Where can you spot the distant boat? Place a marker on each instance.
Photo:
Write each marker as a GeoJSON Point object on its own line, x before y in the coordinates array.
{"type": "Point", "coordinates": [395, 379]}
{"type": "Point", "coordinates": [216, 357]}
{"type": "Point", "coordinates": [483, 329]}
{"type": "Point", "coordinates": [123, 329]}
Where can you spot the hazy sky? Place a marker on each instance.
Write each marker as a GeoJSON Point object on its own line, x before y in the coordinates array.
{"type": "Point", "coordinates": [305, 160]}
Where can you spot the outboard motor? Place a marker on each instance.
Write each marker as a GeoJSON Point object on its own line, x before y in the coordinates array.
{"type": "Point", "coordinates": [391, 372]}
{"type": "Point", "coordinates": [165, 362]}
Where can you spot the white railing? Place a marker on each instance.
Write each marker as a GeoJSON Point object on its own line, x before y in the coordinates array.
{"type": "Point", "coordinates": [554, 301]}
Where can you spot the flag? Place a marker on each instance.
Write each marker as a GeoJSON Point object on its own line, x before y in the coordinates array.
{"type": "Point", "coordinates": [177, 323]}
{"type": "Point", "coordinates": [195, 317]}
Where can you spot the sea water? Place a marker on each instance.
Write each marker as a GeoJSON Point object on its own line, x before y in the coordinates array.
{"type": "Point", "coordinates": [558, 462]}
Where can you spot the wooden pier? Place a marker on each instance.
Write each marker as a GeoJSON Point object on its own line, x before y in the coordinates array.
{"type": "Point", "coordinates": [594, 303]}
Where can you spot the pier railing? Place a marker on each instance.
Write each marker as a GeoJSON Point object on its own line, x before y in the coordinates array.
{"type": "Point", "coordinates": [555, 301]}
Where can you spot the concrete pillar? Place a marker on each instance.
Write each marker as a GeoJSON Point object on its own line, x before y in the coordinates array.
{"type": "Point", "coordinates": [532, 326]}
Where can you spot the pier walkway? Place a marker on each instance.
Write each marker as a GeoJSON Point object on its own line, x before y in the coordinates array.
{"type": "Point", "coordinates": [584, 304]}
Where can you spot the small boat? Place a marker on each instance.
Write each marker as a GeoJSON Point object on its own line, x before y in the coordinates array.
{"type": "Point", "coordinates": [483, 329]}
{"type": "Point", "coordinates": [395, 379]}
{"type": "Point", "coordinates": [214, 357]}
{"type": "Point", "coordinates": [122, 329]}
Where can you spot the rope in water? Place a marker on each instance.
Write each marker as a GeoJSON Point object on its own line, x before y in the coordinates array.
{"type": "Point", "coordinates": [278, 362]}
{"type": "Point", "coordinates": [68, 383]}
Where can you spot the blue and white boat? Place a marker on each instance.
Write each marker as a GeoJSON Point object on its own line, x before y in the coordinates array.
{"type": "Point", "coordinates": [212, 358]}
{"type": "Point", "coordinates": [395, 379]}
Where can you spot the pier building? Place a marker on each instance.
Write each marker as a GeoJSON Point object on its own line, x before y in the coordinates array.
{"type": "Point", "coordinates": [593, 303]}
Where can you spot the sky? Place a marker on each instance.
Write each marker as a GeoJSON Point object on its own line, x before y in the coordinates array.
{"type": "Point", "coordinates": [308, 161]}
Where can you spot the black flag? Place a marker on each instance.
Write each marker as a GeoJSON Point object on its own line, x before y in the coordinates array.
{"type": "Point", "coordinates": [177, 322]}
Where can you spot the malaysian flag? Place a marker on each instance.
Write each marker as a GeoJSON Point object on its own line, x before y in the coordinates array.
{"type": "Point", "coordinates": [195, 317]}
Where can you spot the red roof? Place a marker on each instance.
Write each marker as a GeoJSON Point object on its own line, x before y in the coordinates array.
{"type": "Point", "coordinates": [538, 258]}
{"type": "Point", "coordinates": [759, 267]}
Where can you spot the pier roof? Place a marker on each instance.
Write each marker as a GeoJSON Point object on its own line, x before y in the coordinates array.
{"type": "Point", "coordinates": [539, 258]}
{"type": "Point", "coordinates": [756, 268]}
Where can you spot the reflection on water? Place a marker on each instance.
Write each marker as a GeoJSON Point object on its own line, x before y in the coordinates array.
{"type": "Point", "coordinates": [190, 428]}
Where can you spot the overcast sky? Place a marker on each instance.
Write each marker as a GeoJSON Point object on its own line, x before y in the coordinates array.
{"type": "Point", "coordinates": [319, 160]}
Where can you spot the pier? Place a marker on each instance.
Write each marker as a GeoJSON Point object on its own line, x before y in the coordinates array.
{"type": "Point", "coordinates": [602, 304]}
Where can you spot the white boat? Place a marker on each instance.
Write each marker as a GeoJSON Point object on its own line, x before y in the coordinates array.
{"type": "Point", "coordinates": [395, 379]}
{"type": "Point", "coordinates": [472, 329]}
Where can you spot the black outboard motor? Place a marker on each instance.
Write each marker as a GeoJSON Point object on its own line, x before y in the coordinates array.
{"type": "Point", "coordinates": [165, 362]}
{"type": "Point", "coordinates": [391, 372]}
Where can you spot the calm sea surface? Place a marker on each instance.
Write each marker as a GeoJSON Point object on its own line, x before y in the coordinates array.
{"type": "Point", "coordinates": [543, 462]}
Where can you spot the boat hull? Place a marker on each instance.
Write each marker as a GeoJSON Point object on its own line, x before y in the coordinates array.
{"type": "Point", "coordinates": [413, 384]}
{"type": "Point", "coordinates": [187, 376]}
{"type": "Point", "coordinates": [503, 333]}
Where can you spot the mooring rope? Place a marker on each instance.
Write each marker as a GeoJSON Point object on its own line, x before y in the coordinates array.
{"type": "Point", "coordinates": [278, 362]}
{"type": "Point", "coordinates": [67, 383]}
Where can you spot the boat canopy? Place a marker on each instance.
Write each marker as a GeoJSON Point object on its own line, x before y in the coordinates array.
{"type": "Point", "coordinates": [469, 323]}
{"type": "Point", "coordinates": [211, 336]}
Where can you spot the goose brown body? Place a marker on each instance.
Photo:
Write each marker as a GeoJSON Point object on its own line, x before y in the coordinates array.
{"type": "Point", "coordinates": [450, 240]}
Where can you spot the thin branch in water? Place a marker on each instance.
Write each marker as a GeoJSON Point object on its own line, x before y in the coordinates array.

+ + + + + + +

• Prompt
Please transcribe the records above in full, keeping every word.

• Written response
Where can you spot the distant boat? Place a marker on each instance.
Photo:
Write each marker as a GeoJSON Point object on its own line, x before y in the coordinates array.
{"type": "Point", "coordinates": [395, 379]}
{"type": "Point", "coordinates": [216, 357]}
{"type": "Point", "coordinates": [483, 329]}
{"type": "Point", "coordinates": [123, 329]}
Where can you spot the hazy sky? Place a marker on each instance.
Write each marker as a GeoJSON Point object on its own line, x before y in the coordinates array.
{"type": "Point", "coordinates": [305, 160]}
Where can you spot the outboard motor? Place a marker on each instance.
Write each marker as a GeoJSON Point object on its own line, x before y in the coordinates array.
{"type": "Point", "coordinates": [391, 372]}
{"type": "Point", "coordinates": [165, 362]}
Where can you spot the white railing? Place a marker on each instance.
Write each marker as a GeoJSON Point object on its own line, x before y in the coordinates array.
{"type": "Point", "coordinates": [554, 301]}
Where can you spot the flag? Place a marker on each instance.
Write each marker as a GeoJSON Point object on its own line, x before y in the coordinates array.
{"type": "Point", "coordinates": [177, 323]}
{"type": "Point", "coordinates": [195, 317]}
Where can you spot the sea water? Place a marker on each instance.
Write each marker as a GeoJSON Point object on its own line, x before y in the coordinates array.
{"type": "Point", "coordinates": [558, 462]}
Where can you spot the wooden pier? Place a marker on each instance.
Write each marker as a GeoJSON Point object on its own line, x before y in the coordinates array.
{"type": "Point", "coordinates": [594, 303]}
Where can you spot the pier railing? Place a marker on each instance.
Write each marker as a GeoJSON Point object on its own line, x before y in the coordinates array.
{"type": "Point", "coordinates": [555, 301]}
Where can you spot the concrete pillar? Place a marker on each instance.
Write each marker as a GeoJSON Point object on its own line, x before y in the coordinates array.
{"type": "Point", "coordinates": [532, 326]}
Where can you spot the pier walkway? Place a marker on each instance.
Write each marker as a GeoJSON Point object on its own line, x before y in the coordinates array.
{"type": "Point", "coordinates": [584, 304]}
Where can you spot the small boat? Place a marker on each instance.
Write each marker as a GeoJSON Point object on its own line, x before y in the coordinates array.
{"type": "Point", "coordinates": [483, 329]}
{"type": "Point", "coordinates": [395, 379]}
{"type": "Point", "coordinates": [214, 357]}
{"type": "Point", "coordinates": [122, 329]}
Where can you spot the rope in water? Place a marker on each instance.
Write each marker as a GeoJSON Point object on its own line, x before y in the coordinates array.
{"type": "Point", "coordinates": [278, 362]}
{"type": "Point", "coordinates": [68, 383]}
Where can you spot the blue and white boat? Place a marker on each instance.
Write each marker as a GeoJSON Point object on its own line, x before y in the coordinates array.
{"type": "Point", "coordinates": [212, 358]}
{"type": "Point", "coordinates": [395, 379]}
Where can you spot the pier building? Place a marker on each instance.
Write each marker as a GeoJSON Point object on its own line, x before y in the coordinates array.
{"type": "Point", "coordinates": [593, 303]}
Where can you spot the sky? Place a marker on each instance.
Write each marker as a GeoJSON Point object on its own line, x before y in the coordinates array.
{"type": "Point", "coordinates": [308, 161]}
Where can you spot the black flag? Place a marker on each instance.
Write each marker as a GeoJSON Point object on its own line, x before y in the coordinates array.
{"type": "Point", "coordinates": [177, 322]}
Where can you spot the malaysian flag? Place a marker on each instance.
Write each marker as a GeoJSON Point object on its own line, x before y in the coordinates array.
{"type": "Point", "coordinates": [195, 317]}
Where can you spot the red roof? Place a marker on each instance.
Write each marker as a GeoJSON Point object on its own line, x before y in the coordinates array.
{"type": "Point", "coordinates": [538, 258]}
{"type": "Point", "coordinates": [759, 267]}
Where can you spot the pier roof? Place a marker on each instance.
Write each marker as a GeoJSON Point object on its own line, x before y in the coordinates array.
{"type": "Point", "coordinates": [539, 258]}
{"type": "Point", "coordinates": [756, 268]}
Where can you spot the reflection on water? Place a marker on each instance.
Write each marker as a GeoJSON Point object on its own line, x before y in the coordinates array.
{"type": "Point", "coordinates": [190, 428]}
Where can you spot the overcast sky? Place a marker on each instance.
Write each marker as a GeoJSON Point object on its own line, x before y in the coordinates array.
{"type": "Point", "coordinates": [319, 160]}
Where can you spot the pier? Place a marker on each instance.
Write each marker as a GeoJSON Point object on its own line, x before y in the coordinates array.
{"type": "Point", "coordinates": [602, 304]}
Where can you spot the white boat? Place a marker on each instance.
Write each marker as a GeoJSON Point object on its own line, x before y in the coordinates array.
{"type": "Point", "coordinates": [395, 379]}
{"type": "Point", "coordinates": [472, 329]}
Where can you spot the black outboard motor? Place a marker on each instance.
Write each marker as a GeoJSON Point object on its own line, x before y in the coordinates array.
{"type": "Point", "coordinates": [165, 362]}
{"type": "Point", "coordinates": [391, 372]}
Where can you spot the calm sea surface? Place a marker on each instance.
Write each marker as a GeoJSON Point object on its own line, x before y in the coordinates array.
{"type": "Point", "coordinates": [543, 462]}
Where can you spot the boat hull? Place a marker on each instance.
Write each marker as a GeoJSON Point object on its own line, x before y in the coordinates array.
{"type": "Point", "coordinates": [413, 384]}
{"type": "Point", "coordinates": [187, 376]}
{"type": "Point", "coordinates": [503, 333]}
Where can you spot the mooring rope? Place a marker on each instance.
Write each marker as a GeoJSON Point object on its own line, x before y in the coordinates array.
{"type": "Point", "coordinates": [278, 362]}
{"type": "Point", "coordinates": [67, 383]}
Where can you spot the boat canopy? Place a marker on each instance.
Write each marker as a GeoJSON Point object on its own line, x before y in the coordinates array.
{"type": "Point", "coordinates": [469, 323]}
{"type": "Point", "coordinates": [211, 336]}
Where can you spot the goose brown body? Place a marker on each instance.
Photo:
Write each marker as a GeoJSON Point object on its own line, x before y in the coordinates array.
{"type": "Point", "coordinates": [450, 240]}
Where can you spot the thin branch in water? Place a marker on each instance.
Write each marker as a GeoJSON Point object on its own line, x before y in the coordinates array.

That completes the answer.